===== TEXT PROVIDED =====

I would like to find common string between: strings_list = ['PS1 123456 Test', 'PS1 758922 Test', 'PS1 978242 Test']
The following code returns only the first part "PS1 1", I would imagine the result is "PS1 Test". Could you help me, is it possible to obtain using SequenceMatcher? Thank you in advance!
def findCommonStr(strings_list: list) -> str:
common_str = strings_list[0]
for i in range(1, n):
match = SequenceMatcher(None, common_str, strings_list[i]).get_matching_blocks()[0]
common_str = common_str[match.b: match.b + match.size]
common_str = common_str.strip()
return common_str
This is without SequenceMatcher approach. If all strings follow the same pattern, you can split them into words on whitespaces.
strings_list = ['PS1 123456 Test', 'PS1 758922 Test', 'PS1 978242 Test']
test = []
for string in strings_list:
print(string.split())

=====

SHORT PROBLEM A →
Reproduce the forum thread about finding a common string verbatim, from "def findCommonStr(strings_list: list)" up to and including "print(string.split())".

===== MATERIAL =====

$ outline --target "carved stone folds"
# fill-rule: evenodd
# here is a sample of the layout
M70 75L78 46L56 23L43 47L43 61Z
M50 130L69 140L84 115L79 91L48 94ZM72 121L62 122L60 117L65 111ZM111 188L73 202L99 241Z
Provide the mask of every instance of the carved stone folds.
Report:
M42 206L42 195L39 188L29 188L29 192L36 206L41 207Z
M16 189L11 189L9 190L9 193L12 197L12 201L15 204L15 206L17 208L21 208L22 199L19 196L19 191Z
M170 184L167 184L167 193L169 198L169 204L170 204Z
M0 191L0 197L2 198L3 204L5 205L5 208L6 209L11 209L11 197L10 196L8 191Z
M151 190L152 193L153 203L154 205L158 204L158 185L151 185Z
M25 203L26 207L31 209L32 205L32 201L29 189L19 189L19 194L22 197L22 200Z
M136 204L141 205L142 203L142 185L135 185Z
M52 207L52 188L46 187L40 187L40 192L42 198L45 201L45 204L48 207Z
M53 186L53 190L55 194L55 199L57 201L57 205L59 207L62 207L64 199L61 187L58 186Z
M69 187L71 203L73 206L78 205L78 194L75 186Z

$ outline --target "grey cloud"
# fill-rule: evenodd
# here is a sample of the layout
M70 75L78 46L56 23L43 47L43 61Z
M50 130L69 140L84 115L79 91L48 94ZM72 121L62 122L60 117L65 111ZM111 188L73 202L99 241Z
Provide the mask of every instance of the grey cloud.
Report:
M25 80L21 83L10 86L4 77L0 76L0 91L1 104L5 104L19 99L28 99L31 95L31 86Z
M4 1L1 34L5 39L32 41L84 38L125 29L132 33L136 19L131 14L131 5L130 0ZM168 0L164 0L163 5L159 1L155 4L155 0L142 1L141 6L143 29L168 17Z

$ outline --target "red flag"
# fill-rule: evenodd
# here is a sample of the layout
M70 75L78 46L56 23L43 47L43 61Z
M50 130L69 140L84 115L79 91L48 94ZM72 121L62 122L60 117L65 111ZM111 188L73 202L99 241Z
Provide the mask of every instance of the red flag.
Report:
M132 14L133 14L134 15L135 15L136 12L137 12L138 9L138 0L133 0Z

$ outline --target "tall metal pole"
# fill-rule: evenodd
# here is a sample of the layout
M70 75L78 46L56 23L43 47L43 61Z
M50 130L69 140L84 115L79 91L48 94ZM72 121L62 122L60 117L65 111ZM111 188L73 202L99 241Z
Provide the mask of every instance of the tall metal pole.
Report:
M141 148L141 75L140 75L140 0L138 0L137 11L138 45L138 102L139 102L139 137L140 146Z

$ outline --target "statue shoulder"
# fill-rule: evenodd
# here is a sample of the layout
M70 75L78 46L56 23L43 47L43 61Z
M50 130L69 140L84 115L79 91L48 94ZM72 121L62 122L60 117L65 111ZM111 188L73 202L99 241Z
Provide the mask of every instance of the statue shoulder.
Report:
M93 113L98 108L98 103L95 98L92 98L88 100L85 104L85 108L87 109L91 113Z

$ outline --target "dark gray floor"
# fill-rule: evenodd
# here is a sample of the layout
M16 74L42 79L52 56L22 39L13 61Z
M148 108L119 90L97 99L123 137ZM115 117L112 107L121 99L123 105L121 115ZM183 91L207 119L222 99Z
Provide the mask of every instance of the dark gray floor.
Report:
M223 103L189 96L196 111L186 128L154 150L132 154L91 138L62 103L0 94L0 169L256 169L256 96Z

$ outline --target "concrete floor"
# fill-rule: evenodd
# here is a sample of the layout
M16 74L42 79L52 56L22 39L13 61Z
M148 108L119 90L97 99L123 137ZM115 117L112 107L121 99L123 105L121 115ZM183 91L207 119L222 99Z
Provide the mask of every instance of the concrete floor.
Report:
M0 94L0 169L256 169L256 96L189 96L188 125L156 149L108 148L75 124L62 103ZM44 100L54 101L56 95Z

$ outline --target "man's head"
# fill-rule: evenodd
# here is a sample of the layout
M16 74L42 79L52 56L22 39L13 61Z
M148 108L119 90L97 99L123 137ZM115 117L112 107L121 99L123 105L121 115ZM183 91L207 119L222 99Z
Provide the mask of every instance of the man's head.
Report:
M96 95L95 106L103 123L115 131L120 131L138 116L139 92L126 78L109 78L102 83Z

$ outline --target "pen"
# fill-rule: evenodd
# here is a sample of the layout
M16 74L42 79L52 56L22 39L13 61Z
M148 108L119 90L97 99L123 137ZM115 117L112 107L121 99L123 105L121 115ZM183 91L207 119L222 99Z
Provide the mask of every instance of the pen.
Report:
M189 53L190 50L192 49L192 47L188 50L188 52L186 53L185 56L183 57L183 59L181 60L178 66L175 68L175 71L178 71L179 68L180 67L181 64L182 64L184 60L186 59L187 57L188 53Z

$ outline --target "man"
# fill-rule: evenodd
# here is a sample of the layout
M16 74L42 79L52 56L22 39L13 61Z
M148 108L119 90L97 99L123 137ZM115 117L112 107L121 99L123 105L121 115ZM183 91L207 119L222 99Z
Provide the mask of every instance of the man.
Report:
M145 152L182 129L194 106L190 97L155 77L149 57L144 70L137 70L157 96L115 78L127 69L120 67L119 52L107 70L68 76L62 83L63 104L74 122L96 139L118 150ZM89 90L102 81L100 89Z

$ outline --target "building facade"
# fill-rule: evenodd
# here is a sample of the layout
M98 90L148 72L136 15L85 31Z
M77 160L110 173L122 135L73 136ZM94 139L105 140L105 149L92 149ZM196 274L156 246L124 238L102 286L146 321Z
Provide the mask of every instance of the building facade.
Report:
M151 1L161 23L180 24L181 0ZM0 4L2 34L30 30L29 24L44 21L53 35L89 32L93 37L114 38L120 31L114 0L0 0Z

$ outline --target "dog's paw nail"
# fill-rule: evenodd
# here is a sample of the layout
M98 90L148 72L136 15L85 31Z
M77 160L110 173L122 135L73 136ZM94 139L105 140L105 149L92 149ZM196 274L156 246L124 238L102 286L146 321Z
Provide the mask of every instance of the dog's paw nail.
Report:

=====

SHORT PROBLEM B →
How many lines in the records contain the string "grey"? Reply with the number only.

TASK OUTPUT A →
def findCommonStr(strings_list: list) -> str:
common_str = strings_list[0]
for i in range(1, n):
match = SequenceMatcher(None, common_str, strings_list[i]).get_matching_blocks()[0]
common_str = common_str[match.b: match.b + match.size]
common_str = common_str.strip()
return common_str
This is without SequenceMatcher approach. If all strings follow the same pattern, you can split them into words on whitespaces.
strings_list = ['PS1 123456 Test', 'PS1 758922 Test', 'PS1 978242 Test']
test = []
for string in strings_list:
print(string.split())

TASK OUTPUT B →
2